+++ Records supplied +++

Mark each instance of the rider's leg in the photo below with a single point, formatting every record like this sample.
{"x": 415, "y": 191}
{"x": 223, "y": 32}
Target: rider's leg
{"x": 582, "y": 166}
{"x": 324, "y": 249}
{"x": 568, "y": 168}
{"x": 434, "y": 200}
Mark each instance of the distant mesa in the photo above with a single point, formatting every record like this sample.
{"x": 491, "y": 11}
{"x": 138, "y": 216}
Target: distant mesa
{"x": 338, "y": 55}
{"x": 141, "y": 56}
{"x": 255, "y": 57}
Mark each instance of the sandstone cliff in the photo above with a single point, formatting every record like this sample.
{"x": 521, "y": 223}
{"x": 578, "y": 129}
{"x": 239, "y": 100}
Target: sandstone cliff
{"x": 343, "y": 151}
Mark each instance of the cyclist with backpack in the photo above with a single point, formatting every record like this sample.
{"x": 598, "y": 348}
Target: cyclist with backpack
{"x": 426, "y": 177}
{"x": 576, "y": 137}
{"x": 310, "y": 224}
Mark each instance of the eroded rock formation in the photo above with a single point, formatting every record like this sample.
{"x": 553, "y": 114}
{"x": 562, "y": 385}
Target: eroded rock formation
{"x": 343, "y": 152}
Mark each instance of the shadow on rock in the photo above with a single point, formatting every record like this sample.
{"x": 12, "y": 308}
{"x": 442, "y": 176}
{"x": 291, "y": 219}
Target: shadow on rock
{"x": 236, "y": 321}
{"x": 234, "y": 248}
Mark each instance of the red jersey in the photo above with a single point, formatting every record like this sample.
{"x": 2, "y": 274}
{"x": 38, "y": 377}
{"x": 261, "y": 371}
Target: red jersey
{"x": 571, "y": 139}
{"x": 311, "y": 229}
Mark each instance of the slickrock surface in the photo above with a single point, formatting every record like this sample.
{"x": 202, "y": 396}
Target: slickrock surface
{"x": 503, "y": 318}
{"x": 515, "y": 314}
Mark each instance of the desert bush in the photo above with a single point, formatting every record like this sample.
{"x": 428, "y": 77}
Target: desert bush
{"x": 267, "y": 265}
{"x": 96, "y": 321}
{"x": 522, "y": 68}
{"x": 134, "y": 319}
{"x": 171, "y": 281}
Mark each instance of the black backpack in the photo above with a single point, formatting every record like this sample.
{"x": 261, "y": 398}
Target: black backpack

+++

## Given request
Rewrite every line of the listing above as a numbered list, leaving out any blank lines.

## Response
1. Mark each instance of the rider's leg in the photo below with a single point, formatting every record like this sample.
2. {"x": 415, "y": 191}
3. {"x": 223, "y": 32}
4. Target: rider's leg
5. {"x": 582, "y": 166}
6. {"x": 324, "y": 249}
7. {"x": 568, "y": 168}
8. {"x": 434, "y": 200}
9. Mark each instance of the distant mesa in the photo above with a single point, formatting every record like this sample.
10. {"x": 491, "y": 11}
11. {"x": 138, "y": 216}
12. Target: distant mesa
13. {"x": 338, "y": 55}
14. {"x": 141, "y": 56}
15. {"x": 255, "y": 57}
16. Mark each instance of the sandstone cliff in the photo above with a single point, formatting every record like this sample.
17. {"x": 521, "y": 223}
18. {"x": 578, "y": 129}
19. {"x": 239, "y": 100}
20. Target: sandstone cliff
21. {"x": 343, "y": 151}
22. Mark each instance of the cyclist with backpack in the photo above with a single point, formatting every record like this sample.
23. {"x": 598, "y": 348}
24. Target: cyclist with backpack
25. {"x": 426, "y": 177}
26. {"x": 576, "y": 137}
27. {"x": 310, "y": 224}
28. Mark each instance of the eroded rock formation in the photo above with a single point, formatting every record like this sample.
29. {"x": 553, "y": 114}
30. {"x": 562, "y": 385}
31. Target: eroded rock formation
32. {"x": 343, "y": 152}
33. Mark each instance of the shadow on rock in the photo above with a single point, formatting every record like this sample.
34. {"x": 12, "y": 308}
35. {"x": 442, "y": 176}
36. {"x": 291, "y": 219}
37. Target: shadow on rock
38. {"x": 236, "y": 321}
39. {"x": 234, "y": 248}
40. Mark each instance of the red jersey in the photo above with a single point, formatting every record like this sample.
41. {"x": 2, "y": 274}
42. {"x": 38, "y": 377}
43. {"x": 261, "y": 371}
44. Target: red jersey
45. {"x": 571, "y": 139}
46. {"x": 311, "y": 229}
47. Mark each instance of the slickrock surface in the photo above with a single point, formatting every record like this sample.
48. {"x": 202, "y": 396}
49. Target: slickrock surface
50. {"x": 503, "y": 318}
51. {"x": 515, "y": 314}
52. Mark each instance of the desert bush in the photo above with a single point, formatting every record like this sample.
53. {"x": 428, "y": 77}
54. Target: desert bush
55. {"x": 267, "y": 265}
56. {"x": 96, "y": 321}
57. {"x": 522, "y": 68}
58. {"x": 134, "y": 319}
59. {"x": 171, "y": 281}
60. Mark each instance of the black backpack in the photo above with a single point, formatting every record like this sample.
61. {"x": 261, "y": 398}
62. Target: black backpack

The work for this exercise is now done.